===== SUPPLIED RECORDS

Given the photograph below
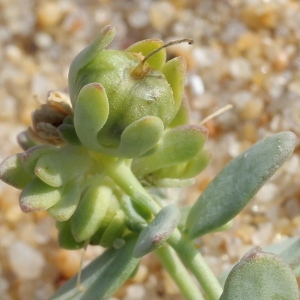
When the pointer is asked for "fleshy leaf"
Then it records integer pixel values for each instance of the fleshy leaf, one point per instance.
(90, 212)
(112, 209)
(186, 170)
(65, 236)
(25, 141)
(13, 173)
(237, 183)
(37, 196)
(158, 231)
(88, 54)
(32, 155)
(260, 275)
(58, 169)
(114, 230)
(103, 276)
(135, 220)
(175, 70)
(140, 136)
(177, 145)
(146, 47)
(90, 114)
(68, 134)
(183, 115)
(66, 206)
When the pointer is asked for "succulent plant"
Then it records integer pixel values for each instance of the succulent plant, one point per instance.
(95, 164)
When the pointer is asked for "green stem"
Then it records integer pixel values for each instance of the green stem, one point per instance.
(195, 262)
(179, 273)
(119, 171)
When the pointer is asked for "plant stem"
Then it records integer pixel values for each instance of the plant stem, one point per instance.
(195, 262)
(179, 273)
(119, 171)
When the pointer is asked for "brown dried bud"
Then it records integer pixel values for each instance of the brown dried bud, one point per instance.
(48, 117)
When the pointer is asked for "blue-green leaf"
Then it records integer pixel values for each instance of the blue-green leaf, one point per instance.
(103, 276)
(260, 275)
(237, 183)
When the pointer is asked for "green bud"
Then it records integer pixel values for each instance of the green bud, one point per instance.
(123, 100)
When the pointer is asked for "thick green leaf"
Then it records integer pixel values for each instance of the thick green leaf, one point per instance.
(65, 237)
(32, 155)
(237, 183)
(66, 206)
(260, 275)
(13, 173)
(288, 250)
(90, 212)
(103, 276)
(58, 169)
(37, 196)
(114, 230)
(161, 228)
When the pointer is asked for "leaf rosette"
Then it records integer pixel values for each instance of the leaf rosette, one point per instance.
(120, 110)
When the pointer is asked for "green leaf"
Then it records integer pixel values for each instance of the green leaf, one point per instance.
(32, 155)
(13, 173)
(158, 231)
(260, 275)
(111, 211)
(114, 230)
(90, 212)
(90, 114)
(140, 136)
(103, 276)
(68, 134)
(232, 189)
(175, 70)
(183, 115)
(177, 145)
(105, 36)
(25, 141)
(134, 219)
(37, 196)
(65, 237)
(188, 169)
(66, 206)
(58, 169)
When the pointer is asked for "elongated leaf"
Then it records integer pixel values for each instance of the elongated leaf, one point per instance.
(260, 275)
(237, 183)
(102, 277)
(66, 206)
(178, 145)
(161, 228)
(13, 173)
(37, 196)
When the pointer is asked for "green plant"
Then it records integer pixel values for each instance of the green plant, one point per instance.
(96, 168)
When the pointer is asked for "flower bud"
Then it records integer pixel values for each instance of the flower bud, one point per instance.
(122, 102)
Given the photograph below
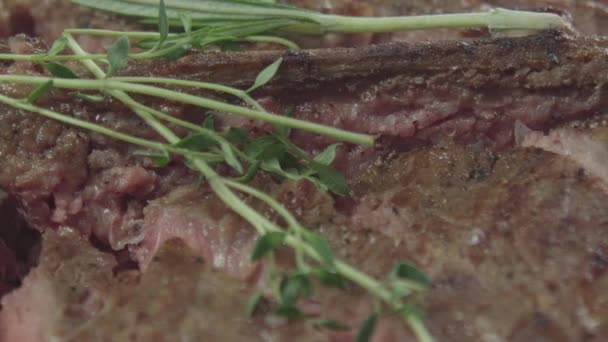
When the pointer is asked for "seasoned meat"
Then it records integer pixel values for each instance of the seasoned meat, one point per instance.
(464, 182)
(47, 18)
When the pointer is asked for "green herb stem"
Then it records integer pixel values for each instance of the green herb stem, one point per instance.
(497, 19)
(242, 95)
(117, 34)
(272, 39)
(110, 85)
(308, 22)
(41, 58)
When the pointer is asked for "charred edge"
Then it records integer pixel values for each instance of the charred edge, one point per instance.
(20, 246)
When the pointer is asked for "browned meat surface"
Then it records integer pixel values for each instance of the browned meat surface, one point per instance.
(514, 238)
(19, 246)
(75, 295)
(515, 242)
(47, 18)
(509, 222)
(410, 95)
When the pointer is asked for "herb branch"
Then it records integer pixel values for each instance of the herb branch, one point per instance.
(272, 153)
(212, 22)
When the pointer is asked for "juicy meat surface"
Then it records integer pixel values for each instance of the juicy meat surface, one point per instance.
(514, 238)
(47, 18)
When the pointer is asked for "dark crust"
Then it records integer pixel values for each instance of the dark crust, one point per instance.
(499, 58)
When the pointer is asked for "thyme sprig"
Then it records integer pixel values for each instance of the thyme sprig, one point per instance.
(217, 13)
(205, 146)
(314, 257)
(217, 23)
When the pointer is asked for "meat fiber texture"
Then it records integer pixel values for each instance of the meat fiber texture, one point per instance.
(48, 18)
(513, 236)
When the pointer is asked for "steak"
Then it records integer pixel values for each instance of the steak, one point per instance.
(47, 19)
(489, 174)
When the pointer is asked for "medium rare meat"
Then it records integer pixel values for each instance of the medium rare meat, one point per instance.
(47, 18)
(408, 94)
(513, 240)
(447, 187)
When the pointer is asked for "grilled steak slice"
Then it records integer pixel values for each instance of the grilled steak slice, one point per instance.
(512, 237)
(514, 241)
(470, 92)
(47, 18)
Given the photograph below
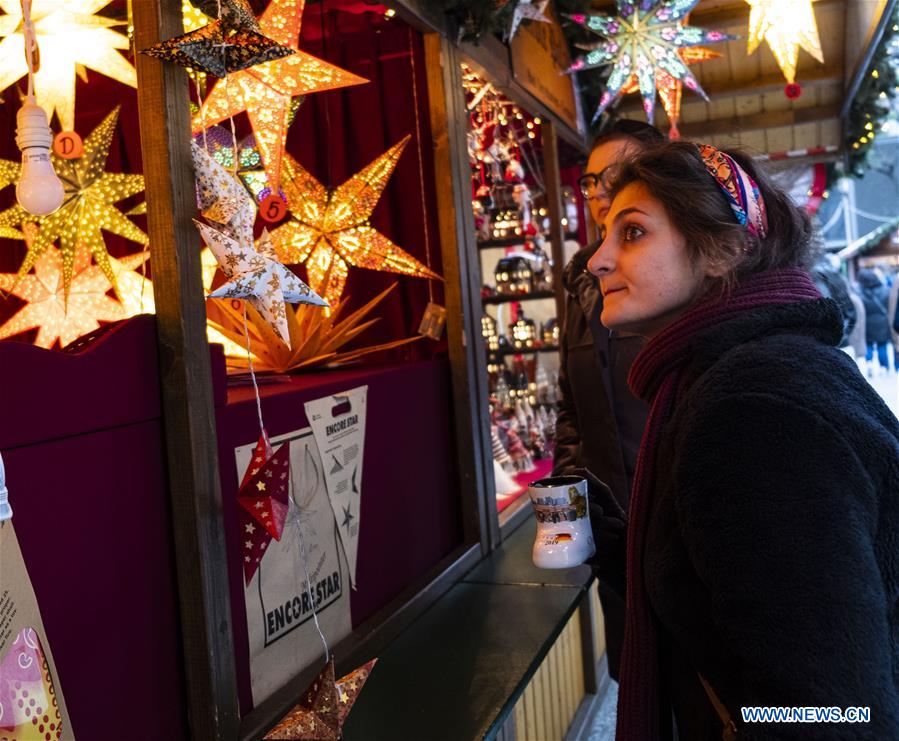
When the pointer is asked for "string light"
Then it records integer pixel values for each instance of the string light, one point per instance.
(71, 37)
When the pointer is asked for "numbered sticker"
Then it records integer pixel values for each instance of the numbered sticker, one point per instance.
(68, 145)
(273, 208)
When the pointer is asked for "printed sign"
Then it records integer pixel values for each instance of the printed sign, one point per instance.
(338, 423)
(282, 636)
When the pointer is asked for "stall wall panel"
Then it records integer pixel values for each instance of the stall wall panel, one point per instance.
(91, 514)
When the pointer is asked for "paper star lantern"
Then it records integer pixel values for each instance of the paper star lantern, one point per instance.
(533, 11)
(218, 50)
(56, 318)
(266, 91)
(258, 277)
(70, 37)
(324, 707)
(644, 38)
(88, 208)
(669, 88)
(263, 502)
(786, 25)
(329, 230)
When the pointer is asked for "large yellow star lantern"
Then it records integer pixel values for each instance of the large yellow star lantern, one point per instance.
(70, 38)
(786, 25)
(266, 91)
(59, 317)
(88, 208)
(329, 230)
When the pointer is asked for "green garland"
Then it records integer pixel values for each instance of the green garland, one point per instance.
(872, 104)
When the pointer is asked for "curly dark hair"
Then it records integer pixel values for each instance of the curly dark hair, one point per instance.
(675, 175)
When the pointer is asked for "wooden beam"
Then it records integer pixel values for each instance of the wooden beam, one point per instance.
(462, 289)
(773, 83)
(186, 381)
(553, 180)
(756, 121)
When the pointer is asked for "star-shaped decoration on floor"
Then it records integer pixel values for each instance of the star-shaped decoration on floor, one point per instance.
(329, 230)
(70, 38)
(218, 49)
(530, 10)
(324, 707)
(348, 517)
(645, 37)
(88, 209)
(57, 320)
(256, 275)
(266, 92)
(787, 26)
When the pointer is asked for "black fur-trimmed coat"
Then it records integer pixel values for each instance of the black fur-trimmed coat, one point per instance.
(772, 555)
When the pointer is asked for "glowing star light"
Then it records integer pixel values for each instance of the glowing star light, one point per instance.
(88, 208)
(786, 25)
(329, 230)
(47, 309)
(324, 708)
(644, 38)
(70, 37)
(266, 91)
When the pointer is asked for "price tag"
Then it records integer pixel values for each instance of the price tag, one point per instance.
(68, 145)
(273, 208)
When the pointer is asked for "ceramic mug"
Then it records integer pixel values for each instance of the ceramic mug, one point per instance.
(564, 537)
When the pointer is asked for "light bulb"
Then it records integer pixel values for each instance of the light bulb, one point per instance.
(39, 191)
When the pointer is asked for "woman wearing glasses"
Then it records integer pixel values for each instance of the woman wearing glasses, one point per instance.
(600, 422)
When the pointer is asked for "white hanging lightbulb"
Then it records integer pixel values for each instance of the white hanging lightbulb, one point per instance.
(39, 190)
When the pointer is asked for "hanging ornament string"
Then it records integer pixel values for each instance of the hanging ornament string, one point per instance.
(421, 174)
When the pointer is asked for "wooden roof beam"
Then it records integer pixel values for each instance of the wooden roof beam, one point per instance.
(757, 121)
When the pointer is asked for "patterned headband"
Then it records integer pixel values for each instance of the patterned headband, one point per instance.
(741, 191)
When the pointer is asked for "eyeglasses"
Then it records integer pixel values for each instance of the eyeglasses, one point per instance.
(589, 181)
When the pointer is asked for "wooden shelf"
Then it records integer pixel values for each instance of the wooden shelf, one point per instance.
(509, 298)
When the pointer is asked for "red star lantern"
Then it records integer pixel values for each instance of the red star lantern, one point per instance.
(263, 500)
(324, 707)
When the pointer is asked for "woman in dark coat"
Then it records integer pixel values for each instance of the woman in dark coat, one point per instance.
(762, 547)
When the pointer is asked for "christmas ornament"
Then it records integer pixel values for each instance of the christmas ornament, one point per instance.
(644, 38)
(218, 49)
(670, 88)
(266, 92)
(60, 313)
(316, 337)
(88, 209)
(533, 11)
(786, 25)
(329, 230)
(71, 38)
(324, 707)
(256, 275)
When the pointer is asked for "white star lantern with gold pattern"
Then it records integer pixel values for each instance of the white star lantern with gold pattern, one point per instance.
(787, 26)
(70, 38)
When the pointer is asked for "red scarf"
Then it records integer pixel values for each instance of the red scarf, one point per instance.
(654, 377)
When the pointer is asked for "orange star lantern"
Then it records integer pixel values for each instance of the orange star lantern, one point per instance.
(266, 91)
(329, 230)
(47, 308)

==========

**CHALLENGE**. List each line of the items above that contains the word "fleshy". Case counts.

**TASK SOLUTION**.
When the pointer is asked for "fleshy leaf"
Then it records integer pixel values for each instance of the fleshy leaf, one point per instance.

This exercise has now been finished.